───── 抜粋本文 ─────

直腸腫瘤(直腸腺癌)(日帰り手術)
今回ご紹介させていただくのは、10才20㎏の大きなビーグルの男の子です。
2年前から便に血が付く事があり他院にて検査した所、直腸にポリープがある事がわかったそうです。しかし手術は難しいとのことだったそうで食欲や元気もあったため様子をみていたそうですが、最近になって出血がひどくなり、便が一度にできらず、何度もすわりこむ、また何もしていなくても肛門から出血があったり元気食欲がない事もあると言う事でご来院されました。
検査でポリープが確認でき、そこからの出血でおしりを触られるととても痛そうにしていました。
麻酔をかけてみてみると、直腸の奥の方まで全体的に大きな腫瘍が増殖してしまって便の通りを塞ぐような形で全周に浸潤していました。その腫瘍はとてももろく、少し触れるだけで表面から出血してきてしまう状態でした。

─────

-- 作業指示 --
[A] 直腸腫瘤の症例紹介に出てくる犬は何才で、体重は何㎏か。
[B] 直腸腫瘤の症例紹介の続きを、最後の文の後から書け。

───── 演習データ ─────

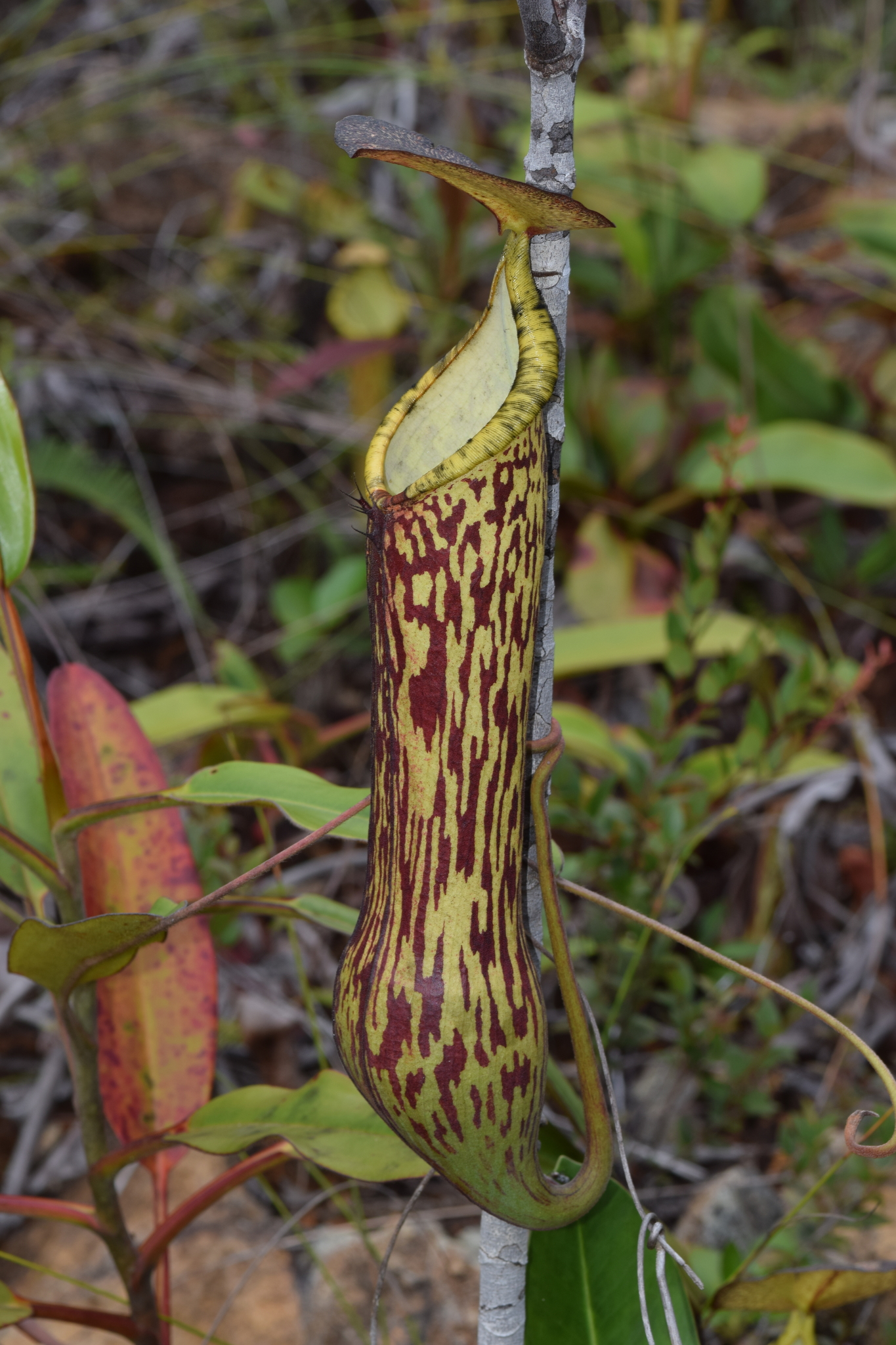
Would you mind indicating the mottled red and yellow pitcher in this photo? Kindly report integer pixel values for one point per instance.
(438, 1015)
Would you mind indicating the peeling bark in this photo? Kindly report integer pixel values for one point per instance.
(554, 49)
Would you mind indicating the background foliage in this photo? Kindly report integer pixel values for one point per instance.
(205, 311)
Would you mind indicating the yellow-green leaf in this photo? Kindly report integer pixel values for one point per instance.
(51, 954)
(806, 1290)
(16, 493)
(191, 711)
(802, 456)
(304, 798)
(327, 1122)
(644, 639)
(367, 304)
(727, 182)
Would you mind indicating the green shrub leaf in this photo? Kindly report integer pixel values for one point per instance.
(304, 798)
(192, 711)
(22, 806)
(327, 1121)
(12, 1309)
(582, 1281)
(803, 456)
(16, 493)
(51, 954)
(727, 182)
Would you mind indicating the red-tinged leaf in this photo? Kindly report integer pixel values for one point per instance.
(158, 1023)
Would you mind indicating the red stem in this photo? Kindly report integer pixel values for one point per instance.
(133, 1153)
(116, 1323)
(38, 1207)
(160, 1169)
(155, 1246)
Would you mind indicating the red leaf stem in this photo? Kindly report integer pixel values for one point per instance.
(155, 1246)
(116, 1323)
(39, 1207)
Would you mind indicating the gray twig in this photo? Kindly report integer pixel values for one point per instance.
(381, 1278)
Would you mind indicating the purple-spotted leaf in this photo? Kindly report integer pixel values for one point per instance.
(515, 205)
(156, 1020)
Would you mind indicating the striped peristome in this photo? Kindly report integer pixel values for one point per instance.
(438, 1007)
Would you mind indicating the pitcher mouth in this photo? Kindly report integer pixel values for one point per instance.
(476, 400)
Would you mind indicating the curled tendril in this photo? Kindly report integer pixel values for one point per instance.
(851, 1129)
(855, 1146)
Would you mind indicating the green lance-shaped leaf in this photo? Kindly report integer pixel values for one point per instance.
(16, 493)
(645, 639)
(51, 954)
(582, 1281)
(192, 711)
(323, 911)
(802, 456)
(304, 798)
(22, 805)
(327, 1121)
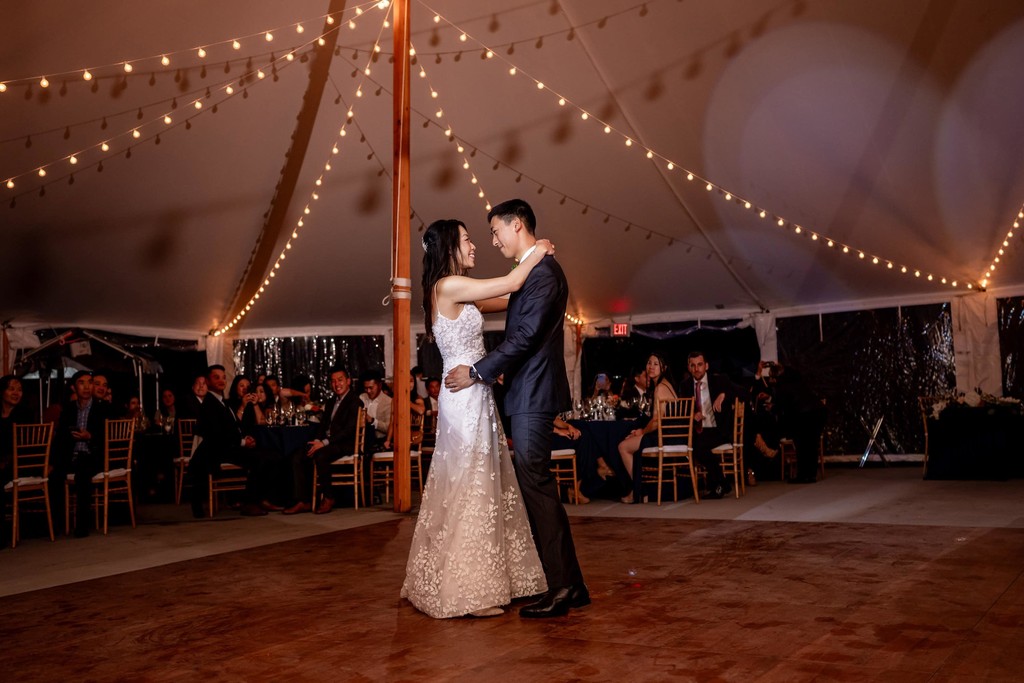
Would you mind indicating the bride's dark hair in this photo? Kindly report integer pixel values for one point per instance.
(440, 259)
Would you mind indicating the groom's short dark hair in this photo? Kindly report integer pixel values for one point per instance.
(515, 209)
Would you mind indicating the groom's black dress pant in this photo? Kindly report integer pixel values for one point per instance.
(531, 434)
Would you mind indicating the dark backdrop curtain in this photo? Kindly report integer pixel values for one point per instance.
(1011, 314)
(728, 348)
(313, 356)
(872, 364)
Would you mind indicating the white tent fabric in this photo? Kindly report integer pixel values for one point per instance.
(895, 129)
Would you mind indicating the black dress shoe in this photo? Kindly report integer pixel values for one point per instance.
(557, 602)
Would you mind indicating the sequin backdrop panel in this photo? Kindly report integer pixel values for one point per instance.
(313, 356)
(872, 364)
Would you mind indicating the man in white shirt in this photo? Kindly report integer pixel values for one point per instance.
(378, 406)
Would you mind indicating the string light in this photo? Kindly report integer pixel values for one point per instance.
(165, 58)
(670, 165)
(314, 196)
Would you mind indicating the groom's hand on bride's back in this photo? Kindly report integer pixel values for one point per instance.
(458, 379)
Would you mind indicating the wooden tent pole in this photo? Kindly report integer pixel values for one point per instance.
(401, 290)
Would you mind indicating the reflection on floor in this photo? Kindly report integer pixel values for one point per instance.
(870, 574)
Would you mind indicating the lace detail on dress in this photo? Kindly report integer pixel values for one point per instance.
(472, 546)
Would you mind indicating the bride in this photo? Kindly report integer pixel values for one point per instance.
(472, 549)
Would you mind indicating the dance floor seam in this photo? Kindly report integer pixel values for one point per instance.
(695, 599)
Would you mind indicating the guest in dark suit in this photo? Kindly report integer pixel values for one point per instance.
(714, 397)
(531, 358)
(224, 442)
(192, 406)
(79, 450)
(335, 437)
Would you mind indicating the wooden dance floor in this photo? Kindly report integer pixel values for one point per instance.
(673, 599)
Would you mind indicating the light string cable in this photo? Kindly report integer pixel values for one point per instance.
(134, 135)
(271, 273)
(723, 193)
(987, 275)
(165, 58)
(463, 143)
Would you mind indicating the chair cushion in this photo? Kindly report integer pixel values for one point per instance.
(679, 447)
(117, 473)
(26, 481)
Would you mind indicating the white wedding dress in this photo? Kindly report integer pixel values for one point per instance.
(472, 547)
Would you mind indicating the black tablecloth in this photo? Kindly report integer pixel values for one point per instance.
(599, 439)
(284, 439)
(980, 442)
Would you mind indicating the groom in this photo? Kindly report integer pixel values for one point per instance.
(537, 390)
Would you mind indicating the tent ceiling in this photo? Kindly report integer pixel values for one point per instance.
(896, 128)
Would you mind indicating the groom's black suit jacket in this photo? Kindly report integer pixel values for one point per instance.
(531, 355)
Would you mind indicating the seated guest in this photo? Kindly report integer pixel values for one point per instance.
(714, 402)
(79, 450)
(335, 437)
(166, 414)
(134, 412)
(659, 387)
(101, 387)
(602, 388)
(378, 407)
(632, 399)
(245, 403)
(192, 404)
(224, 442)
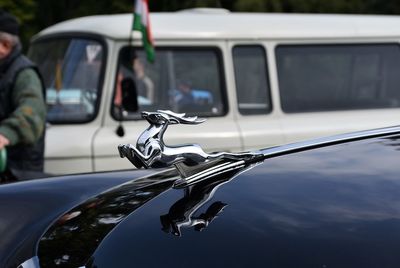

─────

-- 課題ごとの解答 --
[A] 10才で、体重は20㎏である。

[B]
今回は直腸pull-throughテクニックと言う方法で手術を行いました。
肛門から腸を引っ張り出し、腫瘍ができている部分の腸を輪切りに切除します。
レーザーで出血や腫れ、痛みを最小限に抑え日帰りで手術する事ができました。
帰宅後は、元気もあり普段とかわらないほどでオーナー様も安心されていました。
術後は便をするのもスムーズになり、出血も落ち着いているとのことで、おしりを触っても痛がらなくなりました。
病理検査の結果は残念ながら悪性の直腸腺癌でしがので今後も再発に注意してみていく必要があります。
診察もまったく嫌がらないとってもおとなしいビーグルちゃんです。